▸ Task prompt: Please return, copied in full, every line in the items below that contains the word "handle". Case counts when matching.

▸ Entries supplied:

## begin

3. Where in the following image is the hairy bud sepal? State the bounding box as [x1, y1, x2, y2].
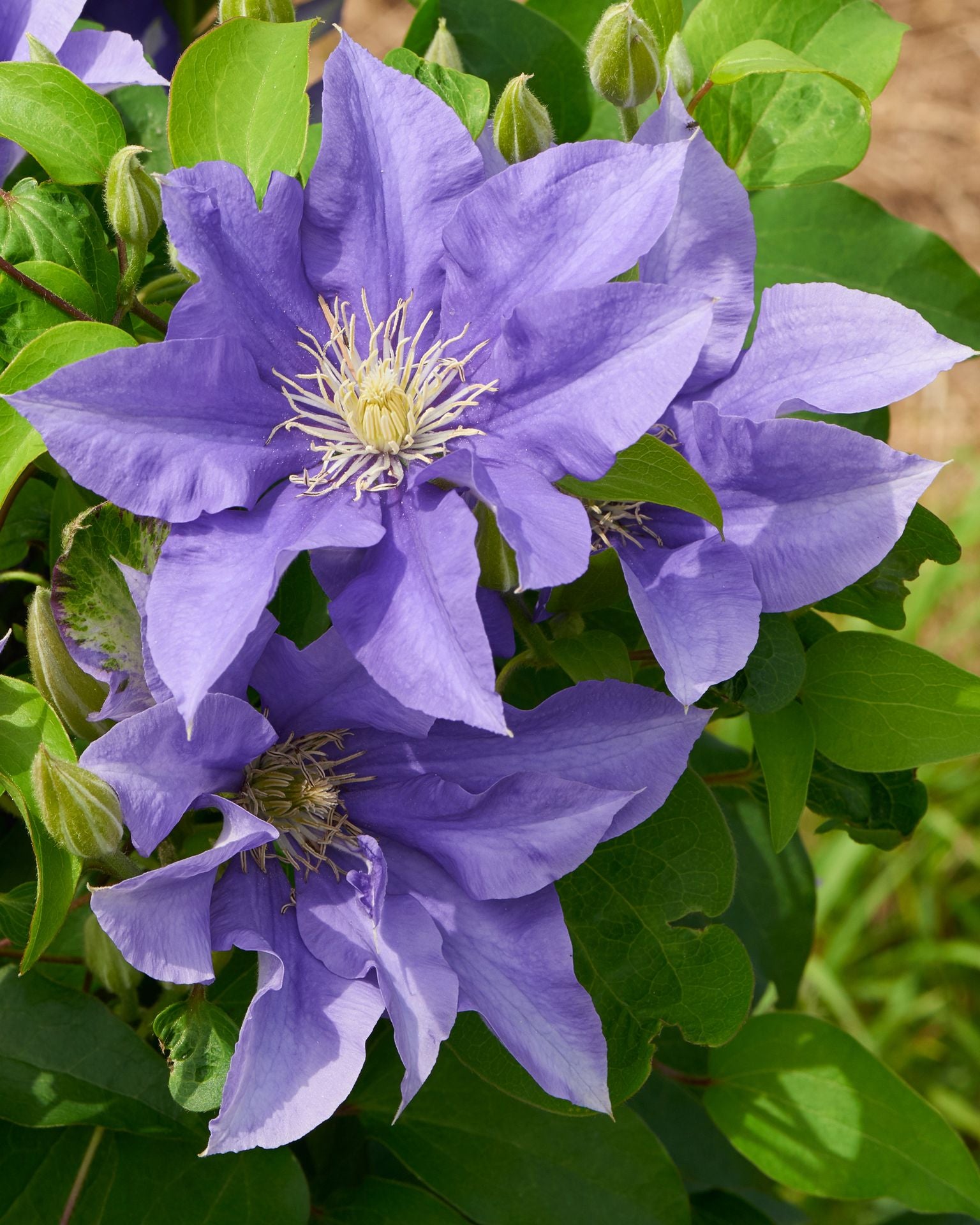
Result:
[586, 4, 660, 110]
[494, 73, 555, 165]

## end
## begin

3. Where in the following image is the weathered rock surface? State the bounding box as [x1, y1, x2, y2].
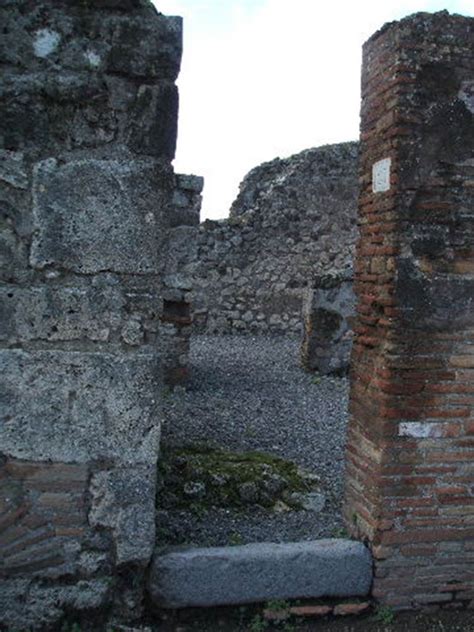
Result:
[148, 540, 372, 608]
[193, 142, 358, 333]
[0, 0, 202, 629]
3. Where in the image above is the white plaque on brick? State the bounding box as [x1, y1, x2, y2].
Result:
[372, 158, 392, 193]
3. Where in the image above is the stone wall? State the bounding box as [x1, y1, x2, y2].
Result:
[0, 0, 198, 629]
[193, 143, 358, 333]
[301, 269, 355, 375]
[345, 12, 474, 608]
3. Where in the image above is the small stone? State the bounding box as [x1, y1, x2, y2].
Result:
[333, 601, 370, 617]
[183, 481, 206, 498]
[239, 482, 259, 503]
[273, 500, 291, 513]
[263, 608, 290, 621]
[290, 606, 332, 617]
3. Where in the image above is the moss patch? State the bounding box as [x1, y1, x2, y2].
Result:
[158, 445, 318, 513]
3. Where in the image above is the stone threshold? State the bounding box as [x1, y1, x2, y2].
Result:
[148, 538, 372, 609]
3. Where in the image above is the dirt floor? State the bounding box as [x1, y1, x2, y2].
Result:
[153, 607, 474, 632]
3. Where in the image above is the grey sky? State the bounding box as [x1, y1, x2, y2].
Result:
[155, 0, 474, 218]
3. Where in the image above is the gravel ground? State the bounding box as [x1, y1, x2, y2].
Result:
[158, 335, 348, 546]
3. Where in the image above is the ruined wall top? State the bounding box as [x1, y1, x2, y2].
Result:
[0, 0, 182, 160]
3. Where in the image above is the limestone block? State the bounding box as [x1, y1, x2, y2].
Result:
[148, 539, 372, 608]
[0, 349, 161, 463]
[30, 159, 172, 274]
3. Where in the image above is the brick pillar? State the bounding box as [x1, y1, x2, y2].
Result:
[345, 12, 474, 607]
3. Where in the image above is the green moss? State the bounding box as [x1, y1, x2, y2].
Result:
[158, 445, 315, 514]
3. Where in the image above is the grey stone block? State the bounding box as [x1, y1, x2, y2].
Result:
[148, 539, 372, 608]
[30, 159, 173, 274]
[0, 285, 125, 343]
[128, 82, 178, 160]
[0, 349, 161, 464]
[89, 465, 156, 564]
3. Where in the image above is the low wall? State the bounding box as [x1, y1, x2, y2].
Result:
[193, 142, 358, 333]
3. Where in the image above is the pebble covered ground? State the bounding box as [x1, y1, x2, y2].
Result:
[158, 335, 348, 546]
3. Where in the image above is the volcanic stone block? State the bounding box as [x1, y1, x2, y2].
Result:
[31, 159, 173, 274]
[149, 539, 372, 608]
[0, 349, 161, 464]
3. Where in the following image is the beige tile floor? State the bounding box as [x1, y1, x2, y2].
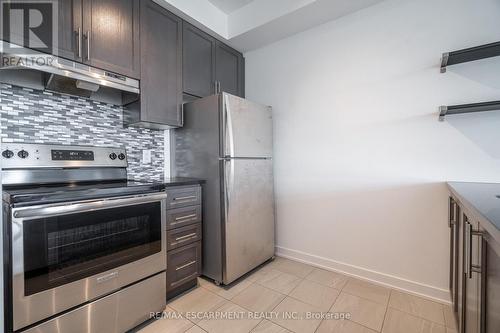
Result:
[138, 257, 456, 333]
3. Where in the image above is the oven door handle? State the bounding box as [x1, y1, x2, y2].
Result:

## end
## begin

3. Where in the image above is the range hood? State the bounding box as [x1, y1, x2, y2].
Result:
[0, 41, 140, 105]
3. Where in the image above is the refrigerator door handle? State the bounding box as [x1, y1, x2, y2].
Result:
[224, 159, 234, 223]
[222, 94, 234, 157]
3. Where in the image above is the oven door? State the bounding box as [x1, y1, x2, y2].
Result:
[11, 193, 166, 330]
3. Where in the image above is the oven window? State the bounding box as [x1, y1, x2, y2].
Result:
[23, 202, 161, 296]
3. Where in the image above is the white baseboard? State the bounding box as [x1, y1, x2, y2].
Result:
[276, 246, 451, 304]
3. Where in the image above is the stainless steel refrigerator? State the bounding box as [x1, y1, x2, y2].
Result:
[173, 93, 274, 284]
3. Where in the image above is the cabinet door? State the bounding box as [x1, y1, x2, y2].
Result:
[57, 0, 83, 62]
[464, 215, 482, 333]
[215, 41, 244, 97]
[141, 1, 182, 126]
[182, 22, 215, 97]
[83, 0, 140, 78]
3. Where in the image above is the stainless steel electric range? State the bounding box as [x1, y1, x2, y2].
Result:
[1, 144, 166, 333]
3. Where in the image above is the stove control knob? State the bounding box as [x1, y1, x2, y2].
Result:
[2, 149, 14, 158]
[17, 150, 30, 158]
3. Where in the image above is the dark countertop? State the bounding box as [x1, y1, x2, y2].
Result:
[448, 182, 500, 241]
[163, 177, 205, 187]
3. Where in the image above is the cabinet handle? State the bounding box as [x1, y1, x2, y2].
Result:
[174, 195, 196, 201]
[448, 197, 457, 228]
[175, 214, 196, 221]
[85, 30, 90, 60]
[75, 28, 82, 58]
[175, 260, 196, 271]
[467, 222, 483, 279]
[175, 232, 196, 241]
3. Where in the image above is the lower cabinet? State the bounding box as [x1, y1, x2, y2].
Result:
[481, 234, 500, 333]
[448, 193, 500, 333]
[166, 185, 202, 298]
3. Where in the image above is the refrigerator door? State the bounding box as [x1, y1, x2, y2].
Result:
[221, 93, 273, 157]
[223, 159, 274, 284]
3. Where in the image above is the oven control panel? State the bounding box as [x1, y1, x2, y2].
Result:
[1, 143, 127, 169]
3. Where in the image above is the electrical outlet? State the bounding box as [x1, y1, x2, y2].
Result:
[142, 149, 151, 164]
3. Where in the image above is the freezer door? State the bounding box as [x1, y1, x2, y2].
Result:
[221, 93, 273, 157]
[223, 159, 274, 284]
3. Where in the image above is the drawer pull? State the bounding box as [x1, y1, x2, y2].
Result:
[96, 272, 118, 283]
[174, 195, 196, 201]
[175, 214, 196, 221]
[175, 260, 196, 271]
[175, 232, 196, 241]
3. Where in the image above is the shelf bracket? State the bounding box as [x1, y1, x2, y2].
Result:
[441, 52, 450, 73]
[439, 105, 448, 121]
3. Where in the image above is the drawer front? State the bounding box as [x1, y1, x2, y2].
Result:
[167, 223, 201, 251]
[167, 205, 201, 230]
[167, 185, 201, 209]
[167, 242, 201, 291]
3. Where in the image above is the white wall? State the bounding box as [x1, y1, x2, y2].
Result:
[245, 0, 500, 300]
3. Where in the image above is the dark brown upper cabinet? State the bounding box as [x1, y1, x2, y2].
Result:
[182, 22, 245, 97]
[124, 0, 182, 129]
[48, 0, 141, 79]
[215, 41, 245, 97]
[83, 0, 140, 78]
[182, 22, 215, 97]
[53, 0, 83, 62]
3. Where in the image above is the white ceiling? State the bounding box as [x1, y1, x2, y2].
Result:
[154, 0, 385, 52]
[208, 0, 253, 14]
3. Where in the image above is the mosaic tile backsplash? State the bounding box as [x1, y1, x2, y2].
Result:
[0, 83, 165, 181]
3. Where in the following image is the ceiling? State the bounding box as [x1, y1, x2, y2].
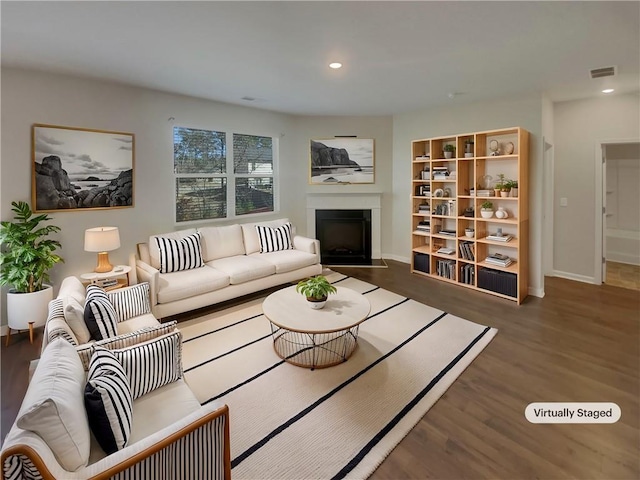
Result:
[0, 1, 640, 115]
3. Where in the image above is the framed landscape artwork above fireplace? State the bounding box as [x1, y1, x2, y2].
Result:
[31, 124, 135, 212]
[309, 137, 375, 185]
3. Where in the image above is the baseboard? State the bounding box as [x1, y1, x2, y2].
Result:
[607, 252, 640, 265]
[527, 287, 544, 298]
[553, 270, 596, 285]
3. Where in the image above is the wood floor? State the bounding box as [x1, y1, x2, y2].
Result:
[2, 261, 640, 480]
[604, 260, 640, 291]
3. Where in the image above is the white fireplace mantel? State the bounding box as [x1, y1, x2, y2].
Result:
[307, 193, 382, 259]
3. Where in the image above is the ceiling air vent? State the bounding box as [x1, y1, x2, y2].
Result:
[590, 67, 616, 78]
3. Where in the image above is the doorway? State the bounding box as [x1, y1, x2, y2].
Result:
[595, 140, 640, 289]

## end

▸ Exercise solution:
3. Where in the image above is the oven door handle? State the bounding box as [x1, y1, x2, y2].
3. Where in the image above is the refrigerator door handle? State the bounding box as [x1, y1, x2, y2].
3. Where in the image above is the cabinet handle? State the bounding box as [x1, y1, x2, y2].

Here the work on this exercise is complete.